Passage for review ::
# # #

The Age (Melbourne, Australia)
Counting the cost of keeping America well
By Gerard Wright
November 30, 2003
America is still the land of remarkable dichotomies, no more so than in the realm of the health of its citizens.
It boasts the world's best and most advanced medical care, for those who can afford it. But there are 41 million
Americans who are not even insured to receive it at its most basic level. ...
Last week, after debate in the Republican Party-controlled Congress and Senate in Washington, America now
has a new Medicare Bill, a lesson, if not a model, for an Australian Government attempting a makeover of its own health insurance
The Australian Pharmaceutical Benefits Scheme uses bulk purchases and economies of scale to keep a ceiling
on prescription drug costs. Under the new Medicare system, these purchases would be negotiated by private drug-benefit managers,
rather than a single Medicare representative.
This, according to Democrats, means there is no effective brake on drug prices, the main reason for America's
rocketing health care costs. ...
"If you're serious about cost containment, you don't block Medicare from using its enormous purchasing power
to bring drug prices down," said Robert Greenstein, of the Centre on Budget and Policy Priorities. ...
The introduction of the new Medicare will be seen as historic, although possibly not for the reasons its sponsors
envisaged. While the program is projected to cost $US400 billion over the first 10 years of its life, it is estimated costs
will increase by an average $US2.5 billion a year to $US65.2 billion in 2013.

# # #

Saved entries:

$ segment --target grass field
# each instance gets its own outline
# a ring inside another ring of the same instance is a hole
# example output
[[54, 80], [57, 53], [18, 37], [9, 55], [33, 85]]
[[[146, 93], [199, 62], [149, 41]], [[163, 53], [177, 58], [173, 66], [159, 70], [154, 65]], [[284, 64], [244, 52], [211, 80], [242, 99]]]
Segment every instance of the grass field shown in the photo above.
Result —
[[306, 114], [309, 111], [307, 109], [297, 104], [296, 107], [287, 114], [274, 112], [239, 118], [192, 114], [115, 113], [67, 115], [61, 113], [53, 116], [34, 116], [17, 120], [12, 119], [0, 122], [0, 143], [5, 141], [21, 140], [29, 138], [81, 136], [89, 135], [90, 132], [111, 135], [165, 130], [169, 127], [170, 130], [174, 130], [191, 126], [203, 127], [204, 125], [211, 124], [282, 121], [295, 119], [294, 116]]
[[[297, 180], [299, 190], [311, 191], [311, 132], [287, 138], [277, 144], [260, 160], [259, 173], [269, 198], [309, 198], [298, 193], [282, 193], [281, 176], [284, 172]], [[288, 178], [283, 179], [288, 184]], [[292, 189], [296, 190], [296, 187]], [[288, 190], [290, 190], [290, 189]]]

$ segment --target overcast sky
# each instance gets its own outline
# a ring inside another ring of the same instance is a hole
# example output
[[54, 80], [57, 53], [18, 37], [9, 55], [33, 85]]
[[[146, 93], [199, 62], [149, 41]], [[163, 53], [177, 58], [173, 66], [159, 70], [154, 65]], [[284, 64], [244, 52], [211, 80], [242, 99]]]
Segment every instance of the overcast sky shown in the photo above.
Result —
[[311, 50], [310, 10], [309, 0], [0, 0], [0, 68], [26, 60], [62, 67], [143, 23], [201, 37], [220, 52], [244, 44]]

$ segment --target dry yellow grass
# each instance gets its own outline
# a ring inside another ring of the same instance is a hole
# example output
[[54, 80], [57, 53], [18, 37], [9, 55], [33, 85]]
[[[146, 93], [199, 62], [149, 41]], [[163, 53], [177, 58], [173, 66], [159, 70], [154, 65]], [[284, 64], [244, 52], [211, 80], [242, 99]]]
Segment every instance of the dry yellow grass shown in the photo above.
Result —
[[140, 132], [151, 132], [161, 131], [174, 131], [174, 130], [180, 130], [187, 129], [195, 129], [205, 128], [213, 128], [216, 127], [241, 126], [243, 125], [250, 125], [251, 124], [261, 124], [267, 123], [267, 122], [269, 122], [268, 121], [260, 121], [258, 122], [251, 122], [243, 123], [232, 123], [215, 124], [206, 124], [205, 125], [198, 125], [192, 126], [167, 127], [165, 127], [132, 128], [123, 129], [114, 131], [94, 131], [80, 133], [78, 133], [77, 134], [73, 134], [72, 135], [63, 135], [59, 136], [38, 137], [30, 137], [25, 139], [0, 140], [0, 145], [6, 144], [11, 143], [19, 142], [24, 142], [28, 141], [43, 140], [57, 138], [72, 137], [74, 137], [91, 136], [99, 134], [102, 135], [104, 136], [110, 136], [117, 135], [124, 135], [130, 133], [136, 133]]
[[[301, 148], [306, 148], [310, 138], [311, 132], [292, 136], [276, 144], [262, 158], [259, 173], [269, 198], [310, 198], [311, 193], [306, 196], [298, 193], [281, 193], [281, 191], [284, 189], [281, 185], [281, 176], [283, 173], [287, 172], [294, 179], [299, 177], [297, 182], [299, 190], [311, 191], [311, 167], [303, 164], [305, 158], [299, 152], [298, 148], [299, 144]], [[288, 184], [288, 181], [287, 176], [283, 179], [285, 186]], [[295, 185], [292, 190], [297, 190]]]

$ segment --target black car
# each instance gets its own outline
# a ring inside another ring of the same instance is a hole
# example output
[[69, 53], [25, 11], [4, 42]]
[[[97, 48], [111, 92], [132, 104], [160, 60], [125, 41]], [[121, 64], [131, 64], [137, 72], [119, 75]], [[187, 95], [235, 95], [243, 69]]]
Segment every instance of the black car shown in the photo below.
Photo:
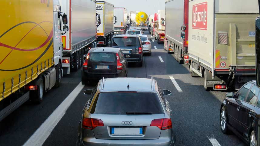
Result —
[[91, 48], [86, 56], [82, 69], [81, 83], [105, 78], [125, 77], [127, 75], [127, 62], [119, 48]]
[[143, 44], [137, 35], [119, 34], [114, 36], [110, 44], [110, 47], [120, 48], [123, 51], [125, 57], [128, 62], [135, 62], [139, 66], [142, 65]]
[[257, 145], [260, 132], [260, 88], [255, 81], [247, 83], [236, 92], [229, 92], [220, 107], [220, 127], [229, 130], [250, 145]]

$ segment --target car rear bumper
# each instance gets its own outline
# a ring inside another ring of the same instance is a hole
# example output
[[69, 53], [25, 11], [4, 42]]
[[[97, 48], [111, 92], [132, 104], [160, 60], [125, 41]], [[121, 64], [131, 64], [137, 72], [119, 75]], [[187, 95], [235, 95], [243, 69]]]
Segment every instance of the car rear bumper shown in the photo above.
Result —
[[86, 80], [99, 80], [103, 77], [106, 78], [125, 77], [123, 72], [118, 73], [95, 73], [86, 72], [83, 70], [84, 73], [82, 75], [84, 76], [82, 78]]

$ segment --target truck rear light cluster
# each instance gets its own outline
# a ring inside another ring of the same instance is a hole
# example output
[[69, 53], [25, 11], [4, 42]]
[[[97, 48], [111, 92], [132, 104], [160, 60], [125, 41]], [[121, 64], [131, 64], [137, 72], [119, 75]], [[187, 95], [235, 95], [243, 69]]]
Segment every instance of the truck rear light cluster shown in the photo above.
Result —
[[87, 129], [93, 130], [98, 126], [103, 126], [103, 121], [100, 119], [83, 118], [82, 128]]
[[156, 126], [161, 130], [166, 130], [172, 128], [171, 118], [155, 119], [151, 122], [150, 126]]
[[85, 62], [83, 63], [83, 69], [84, 70], [88, 69], [88, 58], [89, 57], [89, 53], [88, 53]]
[[139, 47], [139, 48], [138, 48], [138, 53], [139, 53], [139, 54], [142, 54], [142, 47]]
[[216, 89], [225, 89], [227, 86], [225, 85], [215, 85], [215, 87]]
[[63, 63], [69, 63], [69, 59], [62, 59]]
[[116, 54], [116, 60], [117, 63], [117, 70], [122, 70], [123, 68], [123, 66], [122, 63], [120, 62], [120, 60], [119, 59], [119, 56], [118, 55], [118, 54]]
[[25, 89], [27, 91], [36, 90], [38, 89], [37, 85], [26, 85], [25, 86]]

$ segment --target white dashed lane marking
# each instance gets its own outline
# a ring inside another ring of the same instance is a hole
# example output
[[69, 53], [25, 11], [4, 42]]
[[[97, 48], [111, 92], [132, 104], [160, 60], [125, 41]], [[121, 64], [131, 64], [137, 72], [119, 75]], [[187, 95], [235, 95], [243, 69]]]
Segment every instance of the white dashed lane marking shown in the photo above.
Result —
[[177, 89], [177, 90], [179, 92], [182, 92], [182, 89], [181, 89], [181, 87], [179, 86], [179, 85], [178, 85], [178, 84], [177, 83], [177, 82], [176, 82], [176, 81], [175, 80], [175, 79], [174, 79], [174, 78], [173, 78], [173, 77], [172, 76], [170, 76], [170, 78], [171, 79], [171, 80], [172, 80], [172, 83], [173, 83], [173, 85], [174, 85], [174, 86], [175, 86], [175, 88], [176, 88], [176, 89]]

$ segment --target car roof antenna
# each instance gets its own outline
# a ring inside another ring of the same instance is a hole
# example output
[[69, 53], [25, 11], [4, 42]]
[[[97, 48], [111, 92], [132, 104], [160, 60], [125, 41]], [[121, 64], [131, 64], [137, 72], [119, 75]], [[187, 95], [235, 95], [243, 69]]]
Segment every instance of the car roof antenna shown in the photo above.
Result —
[[130, 86], [129, 86], [129, 83], [128, 83], [128, 82], [127, 82], [127, 89], [128, 90], [129, 89], [129, 88], [130, 87]]

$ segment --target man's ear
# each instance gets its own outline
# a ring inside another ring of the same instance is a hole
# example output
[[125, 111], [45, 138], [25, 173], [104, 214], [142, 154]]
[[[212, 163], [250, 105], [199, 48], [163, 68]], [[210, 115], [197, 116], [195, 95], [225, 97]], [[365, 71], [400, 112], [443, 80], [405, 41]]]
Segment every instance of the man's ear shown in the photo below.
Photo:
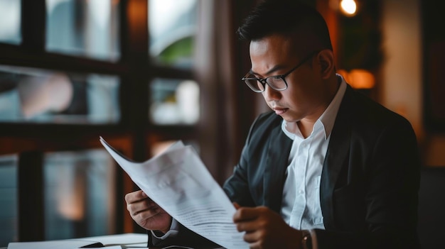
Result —
[[331, 77], [335, 71], [334, 57], [332, 50], [325, 49], [321, 50], [317, 55], [317, 61], [320, 64], [320, 74], [323, 79]]

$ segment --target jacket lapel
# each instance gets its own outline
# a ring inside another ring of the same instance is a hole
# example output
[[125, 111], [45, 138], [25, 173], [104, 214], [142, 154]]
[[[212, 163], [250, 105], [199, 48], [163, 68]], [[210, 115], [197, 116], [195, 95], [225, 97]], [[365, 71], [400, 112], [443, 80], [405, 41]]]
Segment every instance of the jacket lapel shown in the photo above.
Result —
[[279, 214], [292, 140], [282, 132], [281, 125], [274, 128], [271, 134], [263, 176], [264, 204]]
[[345, 92], [334, 123], [328, 151], [323, 165], [320, 183], [320, 201], [325, 227], [334, 226], [333, 195], [342, 166], [345, 165], [350, 146], [353, 90], [349, 85]]

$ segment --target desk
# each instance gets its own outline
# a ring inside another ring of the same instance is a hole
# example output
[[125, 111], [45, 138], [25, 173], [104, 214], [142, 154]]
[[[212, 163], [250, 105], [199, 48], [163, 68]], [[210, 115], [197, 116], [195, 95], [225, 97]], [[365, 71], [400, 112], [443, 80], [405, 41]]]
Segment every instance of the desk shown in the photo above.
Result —
[[[148, 248], [148, 236], [146, 233], [122, 233], [103, 236], [77, 238], [67, 240], [18, 242], [9, 243], [8, 248], [0, 249], [43, 249], [48, 248], [102, 248], [110, 249], [119, 248]], [[102, 243], [104, 246], [91, 245]], [[155, 249], [155, 248], [151, 248]]]

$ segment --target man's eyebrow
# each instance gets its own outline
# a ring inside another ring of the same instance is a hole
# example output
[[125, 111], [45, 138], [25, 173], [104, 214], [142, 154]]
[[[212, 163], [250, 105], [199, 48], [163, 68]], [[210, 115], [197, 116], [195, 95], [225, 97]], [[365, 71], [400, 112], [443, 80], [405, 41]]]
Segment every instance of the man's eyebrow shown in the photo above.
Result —
[[[277, 71], [278, 71], [278, 70], [282, 70], [283, 68], [286, 68], [286, 67], [285, 67], [285, 66], [284, 66], [284, 65], [276, 65], [275, 67], [272, 67], [270, 70], [267, 71], [267, 72], [266, 72], [266, 75], [269, 75], [269, 74], [270, 74], [273, 73], [274, 72], [277, 72]], [[249, 72], [250, 72], [251, 74], [254, 74], [254, 75], [260, 75], [260, 76], [262, 76], [262, 75], [261, 75], [260, 74], [259, 74], [259, 73], [255, 72], [254, 71], [253, 71], [253, 70], [252, 70], [252, 68], [250, 69], [250, 71]]]

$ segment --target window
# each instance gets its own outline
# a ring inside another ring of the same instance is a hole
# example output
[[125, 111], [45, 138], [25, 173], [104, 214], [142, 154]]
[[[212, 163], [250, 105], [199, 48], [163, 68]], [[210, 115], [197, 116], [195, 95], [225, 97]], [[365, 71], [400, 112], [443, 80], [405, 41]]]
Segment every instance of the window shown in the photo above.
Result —
[[20, 0], [0, 0], [0, 43], [21, 42]]
[[136, 160], [199, 148], [200, 3], [0, 0], [0, 247], [143, 232], [98, 138]]
[[119, 1], [46, 0], [46, 50], [117, 61]]

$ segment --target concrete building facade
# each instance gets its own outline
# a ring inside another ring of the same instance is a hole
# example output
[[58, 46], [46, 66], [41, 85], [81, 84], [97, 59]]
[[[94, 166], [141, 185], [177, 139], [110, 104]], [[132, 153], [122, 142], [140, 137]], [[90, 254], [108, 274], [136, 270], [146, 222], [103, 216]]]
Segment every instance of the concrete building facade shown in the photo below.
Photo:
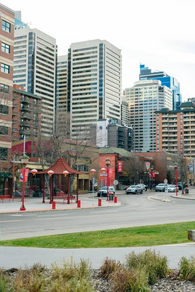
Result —
[[23, 87], [14, 85], [13, 90], [12, 141], [37, 136], [38, 125], [41, 121], [40, 97], [27, 92]]
[[120, 119], [121, 50], [106, 40], [73, 43], [68, 51], [67, 110], [72, 135], [98, 119]]
[[0, 196], [12, 193], [12, 90], [15, 12], [0, 4]]
[[52, 127], [55, 110], [56, 39], [36, 29], [15, 30], [14, 84], [41, 98], [42, 133]]
[[155, 111], [162, 108], [172, 109], [172, 92], [162, 86], [159, 80], [135, 82], [125, 90], [129, 103], [130, 124], [134, 130], [134, 150], [154, 152], [156, 149]]

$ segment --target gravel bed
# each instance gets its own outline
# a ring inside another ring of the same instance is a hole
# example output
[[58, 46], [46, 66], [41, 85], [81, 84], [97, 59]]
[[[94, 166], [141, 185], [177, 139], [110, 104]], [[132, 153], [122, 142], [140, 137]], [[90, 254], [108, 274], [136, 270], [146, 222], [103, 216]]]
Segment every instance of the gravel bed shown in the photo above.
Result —
[[[112, 292], [113, 285], [110, 281], [99, 278], [99, 271], [93, 270], [92, 280], [95, 285], [96, 292]], [[156, 284], [150, 286], [151, 292], [195, 292], [195, 283], [182, 281], [177, 270], [173, 270], [167, 278], [159, 279]]]

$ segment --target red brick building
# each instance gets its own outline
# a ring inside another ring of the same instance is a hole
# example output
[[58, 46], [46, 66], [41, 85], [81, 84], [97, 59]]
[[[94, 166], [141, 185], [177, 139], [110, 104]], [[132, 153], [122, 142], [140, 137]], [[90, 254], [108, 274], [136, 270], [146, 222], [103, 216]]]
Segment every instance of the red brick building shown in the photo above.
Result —
[[15, 12], [0, 3], [0, 195], [12, 192], [11, 143]]

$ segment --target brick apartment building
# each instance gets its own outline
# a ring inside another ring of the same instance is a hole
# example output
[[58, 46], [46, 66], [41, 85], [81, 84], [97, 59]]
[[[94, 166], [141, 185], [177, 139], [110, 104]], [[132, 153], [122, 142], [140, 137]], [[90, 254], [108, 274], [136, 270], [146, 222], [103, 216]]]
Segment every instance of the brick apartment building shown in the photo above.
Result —
[[157, 110], [156, 150], [176, 154], [183, 152], [189, 158], [195, 156], [195, 104], [183, 102], [181, 110]]
[[23, 91], [24, 88], [14, 84], [13, 89], [12, 141], [36, 136], [37, 126], [40, 120], [41, 98]]
[[0, 195], [11, 193], [12, 91], [15, 12], [0, 3]]

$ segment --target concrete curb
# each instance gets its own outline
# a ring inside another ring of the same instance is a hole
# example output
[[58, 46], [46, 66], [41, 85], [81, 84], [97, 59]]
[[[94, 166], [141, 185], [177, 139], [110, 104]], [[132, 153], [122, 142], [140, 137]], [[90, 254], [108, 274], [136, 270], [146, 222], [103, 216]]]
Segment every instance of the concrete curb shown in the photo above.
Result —
[[193, 198], [181, 198], [181, 197], [179, 196], [170, 196], [170, 197], [171, 197], [172, 198], [176, 198], [176, 199], [182, 199], [182, 200], [195, 200], [195, 199], [193, 199]]

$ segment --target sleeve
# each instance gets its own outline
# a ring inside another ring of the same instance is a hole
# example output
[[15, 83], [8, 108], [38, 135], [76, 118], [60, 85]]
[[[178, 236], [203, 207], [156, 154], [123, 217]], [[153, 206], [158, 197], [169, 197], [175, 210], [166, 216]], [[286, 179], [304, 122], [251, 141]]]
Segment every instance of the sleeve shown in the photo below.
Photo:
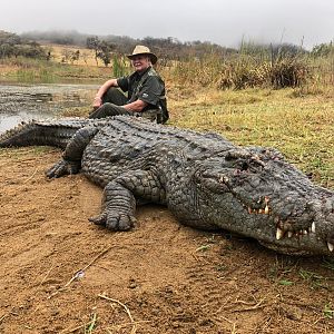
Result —
[[144, 81], [137, 98], [153, 106], [158, 106], [159, 98], [163, 95], [164, 85], [156, 76], [148, 76]]
[[122, 91], [128, 91], [129, 90], [129, 77], [118, 78], [117, 85]]

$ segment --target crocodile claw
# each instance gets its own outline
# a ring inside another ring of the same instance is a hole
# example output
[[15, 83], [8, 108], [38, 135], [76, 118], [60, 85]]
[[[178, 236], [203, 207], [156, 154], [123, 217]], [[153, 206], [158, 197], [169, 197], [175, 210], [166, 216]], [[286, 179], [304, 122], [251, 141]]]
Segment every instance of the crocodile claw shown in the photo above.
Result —
[[60, 160], [55, 164], [46, 174], [48, 178], [58, 178], [63, 175], [78, 174], [80, 166], [76, 161]]
[[134, 227], [137, 219], [134, 216], [125, 214], [104, 212], [99, 216], [91, 217], [88, 220], [96, 225], [106, 226], [111, 230], [128, 230]]

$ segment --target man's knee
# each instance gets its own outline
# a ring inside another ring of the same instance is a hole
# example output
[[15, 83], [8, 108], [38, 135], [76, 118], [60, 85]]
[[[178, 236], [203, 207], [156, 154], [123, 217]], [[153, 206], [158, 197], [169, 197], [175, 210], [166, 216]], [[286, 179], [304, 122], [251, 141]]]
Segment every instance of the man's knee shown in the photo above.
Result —
[[102, 104], [107, 102], [122, 106], [127, 102], [127, 98], [118, 88], [110, 87], [102, 96]]

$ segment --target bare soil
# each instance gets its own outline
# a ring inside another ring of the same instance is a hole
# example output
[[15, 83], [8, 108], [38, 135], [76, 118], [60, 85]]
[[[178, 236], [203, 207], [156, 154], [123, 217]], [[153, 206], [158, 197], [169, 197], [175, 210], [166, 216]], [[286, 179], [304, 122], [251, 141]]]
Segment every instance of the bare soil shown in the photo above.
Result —
[[278, 255], [138, 208], [88, 222], [101, 189], [48, 180], [50, 148], [0, 150], [0, 333], [334, 333], [333, 262]]

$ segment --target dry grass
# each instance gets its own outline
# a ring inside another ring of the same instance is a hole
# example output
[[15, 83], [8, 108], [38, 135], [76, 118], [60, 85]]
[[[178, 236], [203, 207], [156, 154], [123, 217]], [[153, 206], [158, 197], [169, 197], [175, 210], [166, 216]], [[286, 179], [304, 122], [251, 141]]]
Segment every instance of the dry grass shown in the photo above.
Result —
[[207, 89], [183, 98], [176, 87], [168, 97], [173, 125], [217, 131], [240, 145], [275, 147], [316, 181], [334, 187], [334, 90], [326, 94]]

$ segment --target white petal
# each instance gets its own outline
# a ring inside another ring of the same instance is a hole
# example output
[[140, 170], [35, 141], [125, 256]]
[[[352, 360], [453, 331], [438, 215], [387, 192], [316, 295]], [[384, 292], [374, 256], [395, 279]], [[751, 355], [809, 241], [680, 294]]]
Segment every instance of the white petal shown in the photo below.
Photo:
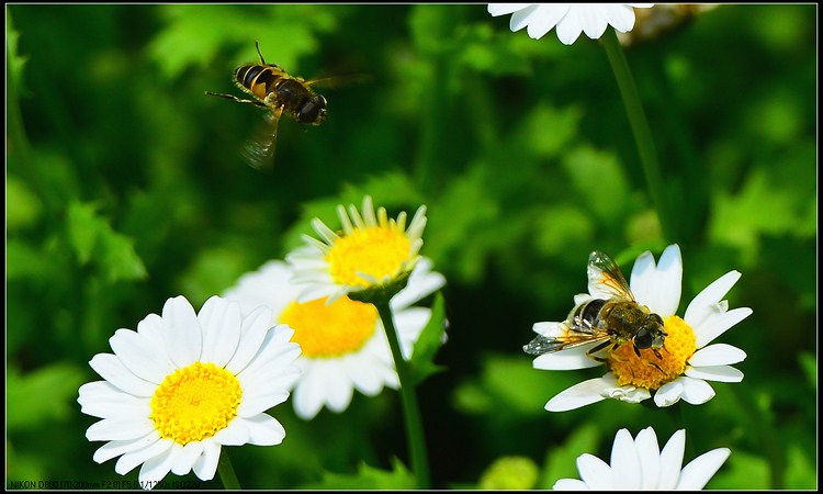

# # #

Problem A :: Translate this sentence from the article on American health care costs into Spanish: "The Australian Pharmaceutical Benefits Scheme uses bulk purchases and economies of scale to keep a ceiling on prescription drug costs."
Problem B :: Extract the part of the article on American health care costs between "It boasts the" and "basic level. ...", inclusive.
The saved entries are separate material and not part of the article.

Expected answer A :: El Plan de Beneficios Farmacéuticos de Australia utiliza compras al por mayor y economías de escala para mantener un tope en los costos de los medicamentos con receta.

Expected answer B ::
It boasts the world's best and most advanced medical care, for those who can afford it. But there are 41 million
Americans who are not even insured to receive it at its most basic level. ...